▸ **Description of the task**: Copy out exactly the lines from the line containing "the soldier's hand" to the end of the listing.

▸ **Listing**:
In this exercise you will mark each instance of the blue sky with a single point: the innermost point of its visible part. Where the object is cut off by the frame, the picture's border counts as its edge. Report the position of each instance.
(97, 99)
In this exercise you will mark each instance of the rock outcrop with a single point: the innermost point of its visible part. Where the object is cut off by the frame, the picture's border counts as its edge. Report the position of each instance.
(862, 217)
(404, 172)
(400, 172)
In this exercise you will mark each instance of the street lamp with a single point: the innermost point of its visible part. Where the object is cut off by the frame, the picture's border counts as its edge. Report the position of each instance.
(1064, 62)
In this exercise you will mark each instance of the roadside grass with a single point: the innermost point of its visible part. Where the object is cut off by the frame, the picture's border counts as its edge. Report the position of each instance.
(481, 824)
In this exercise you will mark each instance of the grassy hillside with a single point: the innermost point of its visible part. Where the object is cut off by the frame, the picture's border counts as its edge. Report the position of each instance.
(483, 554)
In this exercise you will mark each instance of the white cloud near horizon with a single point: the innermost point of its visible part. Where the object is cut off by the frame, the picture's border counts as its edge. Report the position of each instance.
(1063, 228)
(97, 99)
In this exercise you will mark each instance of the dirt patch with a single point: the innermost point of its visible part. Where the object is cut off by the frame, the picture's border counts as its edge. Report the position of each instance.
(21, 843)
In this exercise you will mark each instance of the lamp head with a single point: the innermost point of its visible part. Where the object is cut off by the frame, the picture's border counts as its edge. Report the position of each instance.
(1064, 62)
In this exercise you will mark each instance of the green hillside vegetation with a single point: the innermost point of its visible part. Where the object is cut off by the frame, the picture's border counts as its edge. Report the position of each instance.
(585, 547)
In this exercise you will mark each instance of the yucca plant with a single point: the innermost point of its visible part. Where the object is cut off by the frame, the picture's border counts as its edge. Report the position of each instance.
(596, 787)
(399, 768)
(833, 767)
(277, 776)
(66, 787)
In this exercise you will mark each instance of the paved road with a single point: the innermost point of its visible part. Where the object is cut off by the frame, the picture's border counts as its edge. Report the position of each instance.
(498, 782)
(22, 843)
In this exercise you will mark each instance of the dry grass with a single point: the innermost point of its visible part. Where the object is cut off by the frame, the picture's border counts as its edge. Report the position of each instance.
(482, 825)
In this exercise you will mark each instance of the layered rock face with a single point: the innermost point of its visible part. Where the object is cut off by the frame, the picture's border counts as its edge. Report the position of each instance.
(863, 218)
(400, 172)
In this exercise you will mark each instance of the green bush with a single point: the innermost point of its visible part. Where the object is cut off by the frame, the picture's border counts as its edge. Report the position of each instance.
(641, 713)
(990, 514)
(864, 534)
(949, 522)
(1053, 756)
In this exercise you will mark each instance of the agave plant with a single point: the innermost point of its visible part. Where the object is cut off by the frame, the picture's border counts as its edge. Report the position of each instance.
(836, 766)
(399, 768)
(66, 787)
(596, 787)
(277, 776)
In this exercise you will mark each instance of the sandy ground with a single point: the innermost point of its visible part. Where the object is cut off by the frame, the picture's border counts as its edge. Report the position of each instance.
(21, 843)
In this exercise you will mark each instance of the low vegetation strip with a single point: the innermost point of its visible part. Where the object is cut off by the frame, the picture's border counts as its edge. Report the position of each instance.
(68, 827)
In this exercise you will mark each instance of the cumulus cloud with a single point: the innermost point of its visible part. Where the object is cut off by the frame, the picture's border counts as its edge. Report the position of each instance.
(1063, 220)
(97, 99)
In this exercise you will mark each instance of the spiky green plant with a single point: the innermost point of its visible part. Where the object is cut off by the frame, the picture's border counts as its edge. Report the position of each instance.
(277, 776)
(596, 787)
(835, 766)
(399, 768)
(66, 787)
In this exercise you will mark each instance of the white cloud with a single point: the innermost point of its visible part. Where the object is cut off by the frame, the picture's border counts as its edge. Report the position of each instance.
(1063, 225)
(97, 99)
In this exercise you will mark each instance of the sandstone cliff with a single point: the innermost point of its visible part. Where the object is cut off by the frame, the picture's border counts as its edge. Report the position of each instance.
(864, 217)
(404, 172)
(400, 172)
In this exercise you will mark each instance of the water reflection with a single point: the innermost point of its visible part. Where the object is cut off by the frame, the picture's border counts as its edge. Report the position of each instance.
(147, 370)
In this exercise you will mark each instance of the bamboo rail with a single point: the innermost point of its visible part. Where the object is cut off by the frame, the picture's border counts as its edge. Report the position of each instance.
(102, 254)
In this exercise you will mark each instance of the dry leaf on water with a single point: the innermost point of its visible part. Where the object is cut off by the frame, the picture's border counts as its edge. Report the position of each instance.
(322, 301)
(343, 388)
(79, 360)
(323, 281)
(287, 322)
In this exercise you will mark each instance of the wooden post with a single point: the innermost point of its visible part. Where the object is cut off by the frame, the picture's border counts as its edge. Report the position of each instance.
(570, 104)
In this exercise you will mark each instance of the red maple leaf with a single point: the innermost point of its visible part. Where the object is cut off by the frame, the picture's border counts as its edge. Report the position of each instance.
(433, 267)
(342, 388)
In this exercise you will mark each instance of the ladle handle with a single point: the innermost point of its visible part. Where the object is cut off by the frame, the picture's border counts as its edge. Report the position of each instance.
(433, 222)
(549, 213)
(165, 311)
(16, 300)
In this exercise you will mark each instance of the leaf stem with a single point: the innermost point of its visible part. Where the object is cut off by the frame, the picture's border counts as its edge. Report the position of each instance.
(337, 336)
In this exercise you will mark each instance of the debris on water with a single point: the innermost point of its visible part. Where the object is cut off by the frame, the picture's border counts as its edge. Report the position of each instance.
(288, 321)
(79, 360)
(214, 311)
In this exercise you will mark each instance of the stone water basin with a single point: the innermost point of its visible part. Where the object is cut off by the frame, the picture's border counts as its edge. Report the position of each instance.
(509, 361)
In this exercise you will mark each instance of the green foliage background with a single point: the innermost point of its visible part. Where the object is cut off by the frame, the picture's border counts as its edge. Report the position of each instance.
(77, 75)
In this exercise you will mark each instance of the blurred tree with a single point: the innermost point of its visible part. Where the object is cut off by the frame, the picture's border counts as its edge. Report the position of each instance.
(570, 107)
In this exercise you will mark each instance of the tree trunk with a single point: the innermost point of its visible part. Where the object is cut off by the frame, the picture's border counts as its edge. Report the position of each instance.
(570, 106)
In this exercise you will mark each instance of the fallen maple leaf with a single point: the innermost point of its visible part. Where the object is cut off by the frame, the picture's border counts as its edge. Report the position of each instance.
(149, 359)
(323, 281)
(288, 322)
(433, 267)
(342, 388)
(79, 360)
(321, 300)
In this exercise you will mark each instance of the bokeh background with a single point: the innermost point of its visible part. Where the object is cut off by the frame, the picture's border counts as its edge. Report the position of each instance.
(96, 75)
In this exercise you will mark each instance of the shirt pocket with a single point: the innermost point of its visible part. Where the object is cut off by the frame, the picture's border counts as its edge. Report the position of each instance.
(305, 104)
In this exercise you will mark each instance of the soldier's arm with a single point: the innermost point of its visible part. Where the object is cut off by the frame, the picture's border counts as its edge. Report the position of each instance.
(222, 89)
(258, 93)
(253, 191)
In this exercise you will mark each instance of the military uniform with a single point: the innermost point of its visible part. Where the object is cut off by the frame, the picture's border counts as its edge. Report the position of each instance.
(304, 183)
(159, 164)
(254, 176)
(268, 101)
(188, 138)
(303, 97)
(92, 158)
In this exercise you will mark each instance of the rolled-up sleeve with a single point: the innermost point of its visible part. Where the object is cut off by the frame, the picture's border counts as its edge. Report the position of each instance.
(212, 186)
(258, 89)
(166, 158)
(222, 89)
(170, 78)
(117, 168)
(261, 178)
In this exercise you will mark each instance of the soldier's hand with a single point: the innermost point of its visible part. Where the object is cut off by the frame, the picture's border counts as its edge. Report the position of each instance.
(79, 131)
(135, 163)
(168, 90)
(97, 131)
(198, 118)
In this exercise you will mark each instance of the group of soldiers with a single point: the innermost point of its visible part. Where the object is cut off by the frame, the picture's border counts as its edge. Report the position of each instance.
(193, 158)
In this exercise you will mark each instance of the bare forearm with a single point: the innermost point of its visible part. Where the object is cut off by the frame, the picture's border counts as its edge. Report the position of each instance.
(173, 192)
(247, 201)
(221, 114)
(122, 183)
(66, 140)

▸ **Reply**:
In this exercise you will mark each instance of the soldier's hand with a single point: the innermost point of its visible part. Where the object is cut off by the frame, the picture's border counts as its edge. Report the position of each instance.
(79, 131)
(135, 163)
(168, 90)
(97, 131)
(198, 118)
In this exercise you will mark each instance of the group of soldiers with a single point: the innermost point of its visible part. Where the object is cut off by the frame, the picture's border counts as its edge. Report the position of each instance.
(193, 158)
In this exercise you will mark each instance of the bare forearm with a single point: the innermost point of its visible part. Where the object is cut off by the frame, the picture's border counts as its edge. Report the position of each instance.
(173, 192)
(247, 201)
(221, 114)
(122, 183)
(66, 140)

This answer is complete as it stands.